# Exercise passage
- - -

APPENDIX 15
Memorandum submitted by the Food and Drink
Federation (S 23)
The introduction of GM crops and food ingredients
has caused considerable problems in the marketplace. The EU regulatory
system has consistently lagged behind market developments and
has not carried with it the necessary consumer confidence and
support. The regulatory system must be seen to be transparent
and adaptable to changing circumstances.
The EU must make further urgent reform to develop
a more market orientated CAP that will allow the EU to meet the
challenges of the next WTO round and even more importantly the
last GATT round.
INTRODUCTION
The Food and Drink Federation (FDF) welcomes
that the terms of reference of this inquiry which referred specifically
to agriculture have been extended by the Committee. The scope
of the inquiry now includes the food industry which is clearly
affected by the WTO process.
FDF has limited itself to comment on restrictions
on trade in GM foodstuffs within the committee's original terms
of reference. FDF has also taken the opportunity to raise the
issue of export refunds and to ensure that the committee is aware
of FDF's priorities for the upcoming WTO negotiations.
Our Federation represents the interests of UK
food and drink manufacturers, the UK's largest manufacturing sector
(employing 11 per cent of manufacturing employees). As agriculture
(together with services) remains firmly on the WTO negotiating
agenda our sector has a significant interest in the upcoming WTO
negotiations not least as our members buy 70 per cent of the UK's
agricultural produce.
We were disappointed by the failure of the Seattle
Ministerial. We believe that it is essential that progress towards
the re-start of a WTO round of negotiations begins urgently. Whilst
we still hope that the mandated negotiations on agriculture and
services will start soon as scheduled, without an agreed scope
or timetable we believe little progress can be expected without
agriculture being encompassed in a wider agenda that allows trade-offs
in unrelated sectors. (Our position paper for the WTO negotiations
is attached.)

- - -

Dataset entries
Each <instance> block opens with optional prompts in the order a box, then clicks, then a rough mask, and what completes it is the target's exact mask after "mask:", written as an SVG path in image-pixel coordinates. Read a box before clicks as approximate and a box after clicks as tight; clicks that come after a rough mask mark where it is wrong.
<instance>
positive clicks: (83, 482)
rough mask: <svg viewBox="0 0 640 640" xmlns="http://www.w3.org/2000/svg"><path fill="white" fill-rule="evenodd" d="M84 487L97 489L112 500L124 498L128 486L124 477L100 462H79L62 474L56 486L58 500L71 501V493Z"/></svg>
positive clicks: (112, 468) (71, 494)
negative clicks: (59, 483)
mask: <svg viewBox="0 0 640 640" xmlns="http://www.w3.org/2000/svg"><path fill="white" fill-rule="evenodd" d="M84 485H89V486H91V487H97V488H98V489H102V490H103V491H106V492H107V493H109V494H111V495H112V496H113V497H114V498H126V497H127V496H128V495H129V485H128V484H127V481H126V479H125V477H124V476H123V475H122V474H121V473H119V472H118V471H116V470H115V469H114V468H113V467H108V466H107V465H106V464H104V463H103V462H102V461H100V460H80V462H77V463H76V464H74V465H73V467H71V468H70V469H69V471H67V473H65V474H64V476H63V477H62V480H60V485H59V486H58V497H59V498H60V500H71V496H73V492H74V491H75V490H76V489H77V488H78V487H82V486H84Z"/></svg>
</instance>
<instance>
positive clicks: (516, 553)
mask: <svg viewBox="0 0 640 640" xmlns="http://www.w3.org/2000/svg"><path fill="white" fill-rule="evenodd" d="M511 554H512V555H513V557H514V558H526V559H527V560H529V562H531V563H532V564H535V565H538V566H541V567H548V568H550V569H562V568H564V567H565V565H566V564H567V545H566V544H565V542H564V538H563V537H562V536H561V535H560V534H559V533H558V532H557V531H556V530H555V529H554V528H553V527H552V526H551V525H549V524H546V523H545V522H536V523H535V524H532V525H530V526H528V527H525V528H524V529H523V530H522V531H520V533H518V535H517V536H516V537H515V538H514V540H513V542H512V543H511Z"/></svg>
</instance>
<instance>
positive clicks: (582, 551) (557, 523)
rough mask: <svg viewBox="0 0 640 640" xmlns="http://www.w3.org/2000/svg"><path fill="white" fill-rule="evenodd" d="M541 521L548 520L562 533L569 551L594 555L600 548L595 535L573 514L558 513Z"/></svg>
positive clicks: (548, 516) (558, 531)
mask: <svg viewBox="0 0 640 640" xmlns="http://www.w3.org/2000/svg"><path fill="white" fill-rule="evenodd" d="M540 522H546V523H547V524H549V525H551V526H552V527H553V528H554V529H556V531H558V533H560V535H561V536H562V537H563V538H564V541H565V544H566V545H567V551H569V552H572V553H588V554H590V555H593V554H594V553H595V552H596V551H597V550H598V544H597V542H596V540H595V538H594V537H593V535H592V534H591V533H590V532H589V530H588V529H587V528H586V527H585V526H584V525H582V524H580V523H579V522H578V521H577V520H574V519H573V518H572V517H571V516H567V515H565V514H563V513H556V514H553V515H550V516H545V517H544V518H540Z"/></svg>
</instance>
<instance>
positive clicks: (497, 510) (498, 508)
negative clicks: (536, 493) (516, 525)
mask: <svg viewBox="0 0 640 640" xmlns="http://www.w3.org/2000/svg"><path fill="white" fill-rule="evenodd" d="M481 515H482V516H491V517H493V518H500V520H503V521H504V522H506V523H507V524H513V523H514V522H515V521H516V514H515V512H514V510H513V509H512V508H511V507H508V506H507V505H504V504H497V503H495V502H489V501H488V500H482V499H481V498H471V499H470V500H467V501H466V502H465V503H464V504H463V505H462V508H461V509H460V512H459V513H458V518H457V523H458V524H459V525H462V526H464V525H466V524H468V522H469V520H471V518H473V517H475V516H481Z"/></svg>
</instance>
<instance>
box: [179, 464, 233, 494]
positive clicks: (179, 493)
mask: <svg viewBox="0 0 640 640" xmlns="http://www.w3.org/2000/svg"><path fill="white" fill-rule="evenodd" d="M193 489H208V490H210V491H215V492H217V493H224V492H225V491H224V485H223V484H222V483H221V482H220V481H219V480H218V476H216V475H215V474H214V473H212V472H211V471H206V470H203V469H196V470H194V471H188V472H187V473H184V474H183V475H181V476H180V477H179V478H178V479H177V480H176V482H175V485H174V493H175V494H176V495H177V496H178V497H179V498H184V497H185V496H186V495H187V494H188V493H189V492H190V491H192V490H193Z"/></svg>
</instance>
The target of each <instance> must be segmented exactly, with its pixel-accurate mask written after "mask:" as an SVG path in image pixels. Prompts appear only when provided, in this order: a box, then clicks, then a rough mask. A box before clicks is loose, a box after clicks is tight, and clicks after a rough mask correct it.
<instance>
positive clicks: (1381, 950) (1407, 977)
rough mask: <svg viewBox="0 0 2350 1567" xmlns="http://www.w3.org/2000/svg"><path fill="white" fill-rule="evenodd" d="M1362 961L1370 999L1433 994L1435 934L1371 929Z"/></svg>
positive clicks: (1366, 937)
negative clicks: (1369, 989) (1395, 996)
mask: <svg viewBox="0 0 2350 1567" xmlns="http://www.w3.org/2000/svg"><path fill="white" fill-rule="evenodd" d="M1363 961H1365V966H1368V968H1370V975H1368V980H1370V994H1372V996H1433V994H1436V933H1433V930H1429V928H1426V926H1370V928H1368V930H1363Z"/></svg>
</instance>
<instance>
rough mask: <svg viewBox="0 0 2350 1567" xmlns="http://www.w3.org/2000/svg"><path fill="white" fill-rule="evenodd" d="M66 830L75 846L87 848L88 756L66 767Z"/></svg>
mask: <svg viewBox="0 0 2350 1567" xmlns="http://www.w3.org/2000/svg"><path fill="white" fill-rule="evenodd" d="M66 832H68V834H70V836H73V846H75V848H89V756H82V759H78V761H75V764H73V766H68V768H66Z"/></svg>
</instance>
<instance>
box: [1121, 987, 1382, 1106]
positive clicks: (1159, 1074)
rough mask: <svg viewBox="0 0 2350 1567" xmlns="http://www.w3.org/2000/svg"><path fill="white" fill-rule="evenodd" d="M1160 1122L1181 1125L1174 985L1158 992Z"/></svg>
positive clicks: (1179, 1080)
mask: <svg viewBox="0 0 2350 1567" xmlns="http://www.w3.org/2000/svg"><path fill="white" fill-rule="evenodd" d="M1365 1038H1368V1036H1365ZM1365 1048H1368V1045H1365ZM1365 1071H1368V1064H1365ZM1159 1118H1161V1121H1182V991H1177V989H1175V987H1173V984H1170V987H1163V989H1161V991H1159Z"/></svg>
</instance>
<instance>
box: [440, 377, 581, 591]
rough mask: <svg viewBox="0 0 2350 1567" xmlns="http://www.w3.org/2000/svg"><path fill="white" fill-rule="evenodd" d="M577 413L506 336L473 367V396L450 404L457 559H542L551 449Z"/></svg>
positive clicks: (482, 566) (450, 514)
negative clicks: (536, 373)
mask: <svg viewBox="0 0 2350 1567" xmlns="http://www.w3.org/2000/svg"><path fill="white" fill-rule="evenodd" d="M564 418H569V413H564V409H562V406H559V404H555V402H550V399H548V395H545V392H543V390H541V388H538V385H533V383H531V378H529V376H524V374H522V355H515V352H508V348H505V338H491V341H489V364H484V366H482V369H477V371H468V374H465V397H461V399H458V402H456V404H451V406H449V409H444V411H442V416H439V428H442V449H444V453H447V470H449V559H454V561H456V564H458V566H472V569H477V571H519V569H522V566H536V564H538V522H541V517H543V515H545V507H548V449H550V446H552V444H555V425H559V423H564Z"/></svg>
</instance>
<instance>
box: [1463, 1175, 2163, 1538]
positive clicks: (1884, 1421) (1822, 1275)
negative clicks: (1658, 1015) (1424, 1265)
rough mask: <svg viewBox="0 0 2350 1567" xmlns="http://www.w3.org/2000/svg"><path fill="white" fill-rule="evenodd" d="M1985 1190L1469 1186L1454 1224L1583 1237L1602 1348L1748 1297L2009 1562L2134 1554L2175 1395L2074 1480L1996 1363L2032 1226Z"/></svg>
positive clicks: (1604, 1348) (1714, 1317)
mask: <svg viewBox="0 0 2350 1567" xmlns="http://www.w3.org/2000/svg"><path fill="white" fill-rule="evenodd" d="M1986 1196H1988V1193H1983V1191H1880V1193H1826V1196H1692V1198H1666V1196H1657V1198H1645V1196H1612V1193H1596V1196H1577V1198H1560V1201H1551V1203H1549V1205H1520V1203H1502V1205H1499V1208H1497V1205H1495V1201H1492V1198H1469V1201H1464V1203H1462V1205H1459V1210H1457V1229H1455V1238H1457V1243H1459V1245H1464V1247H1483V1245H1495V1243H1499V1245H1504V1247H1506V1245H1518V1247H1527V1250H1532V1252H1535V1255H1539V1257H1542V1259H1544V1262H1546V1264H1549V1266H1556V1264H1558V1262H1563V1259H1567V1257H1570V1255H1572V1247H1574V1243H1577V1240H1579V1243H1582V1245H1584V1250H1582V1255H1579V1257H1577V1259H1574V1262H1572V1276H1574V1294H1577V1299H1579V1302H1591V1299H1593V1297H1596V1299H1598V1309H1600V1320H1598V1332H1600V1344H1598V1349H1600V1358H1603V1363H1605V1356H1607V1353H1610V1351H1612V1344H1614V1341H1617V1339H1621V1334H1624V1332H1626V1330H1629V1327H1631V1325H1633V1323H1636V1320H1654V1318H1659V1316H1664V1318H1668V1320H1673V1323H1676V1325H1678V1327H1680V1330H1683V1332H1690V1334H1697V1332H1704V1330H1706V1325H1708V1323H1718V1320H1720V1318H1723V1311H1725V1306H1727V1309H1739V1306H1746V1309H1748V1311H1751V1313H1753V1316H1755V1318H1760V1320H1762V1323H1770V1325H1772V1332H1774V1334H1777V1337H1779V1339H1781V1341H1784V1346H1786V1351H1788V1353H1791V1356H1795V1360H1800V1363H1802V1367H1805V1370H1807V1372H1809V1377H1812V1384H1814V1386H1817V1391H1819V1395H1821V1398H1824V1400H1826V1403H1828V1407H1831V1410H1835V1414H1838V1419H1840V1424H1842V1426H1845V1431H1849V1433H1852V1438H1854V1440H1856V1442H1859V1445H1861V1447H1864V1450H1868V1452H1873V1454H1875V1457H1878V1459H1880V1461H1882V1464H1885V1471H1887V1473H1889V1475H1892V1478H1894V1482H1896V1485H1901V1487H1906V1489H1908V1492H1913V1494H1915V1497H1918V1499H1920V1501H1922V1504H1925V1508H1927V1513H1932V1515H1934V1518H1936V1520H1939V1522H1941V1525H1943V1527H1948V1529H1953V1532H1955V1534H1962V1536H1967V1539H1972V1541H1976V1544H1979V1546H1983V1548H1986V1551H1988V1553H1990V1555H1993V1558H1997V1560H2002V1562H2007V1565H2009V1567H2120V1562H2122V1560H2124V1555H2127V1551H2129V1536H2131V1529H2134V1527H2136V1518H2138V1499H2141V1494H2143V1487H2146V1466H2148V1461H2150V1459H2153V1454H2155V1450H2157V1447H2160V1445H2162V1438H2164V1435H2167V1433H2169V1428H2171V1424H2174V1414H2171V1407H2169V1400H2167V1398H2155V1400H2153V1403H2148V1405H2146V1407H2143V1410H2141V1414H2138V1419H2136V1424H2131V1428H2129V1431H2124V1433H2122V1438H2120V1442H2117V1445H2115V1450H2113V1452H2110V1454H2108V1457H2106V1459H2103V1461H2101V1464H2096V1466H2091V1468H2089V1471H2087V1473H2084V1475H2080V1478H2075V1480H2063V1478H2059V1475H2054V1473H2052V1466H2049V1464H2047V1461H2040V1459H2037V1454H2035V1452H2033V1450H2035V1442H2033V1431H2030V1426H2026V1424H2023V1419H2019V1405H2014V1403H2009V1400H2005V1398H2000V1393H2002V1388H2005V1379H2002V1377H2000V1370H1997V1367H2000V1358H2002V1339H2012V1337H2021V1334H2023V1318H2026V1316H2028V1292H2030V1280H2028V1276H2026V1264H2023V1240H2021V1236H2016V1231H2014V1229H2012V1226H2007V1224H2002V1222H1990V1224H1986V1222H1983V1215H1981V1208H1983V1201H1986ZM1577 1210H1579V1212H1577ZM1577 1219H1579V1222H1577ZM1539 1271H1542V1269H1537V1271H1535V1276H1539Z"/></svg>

- - -

# Required action A
Swap "agricultural produce" for "farm produce" in the Food and Drink Federation memorandum, and give the passage starting at "Our Federation represents" and ending at "agricultural produce.".
# Required action B
According to the Food and Drink Federation memorandum, what share of the UK's agricultural produce do the Federation's members buy?

# Answer area A
Our Federation represents the interests of UK
food and drink manufacturers, the UK's largest manufacturing sector
(employing 11 per cent of manufacturing employees). As agriculture
(together with services) remains firmly on the WTO negotiating
agenda our sector has a significant interest in the upcoming WTO
negotiations not least as our members buy 70 per cent of the UK's
farm produce.

# Answer area B
70 per cent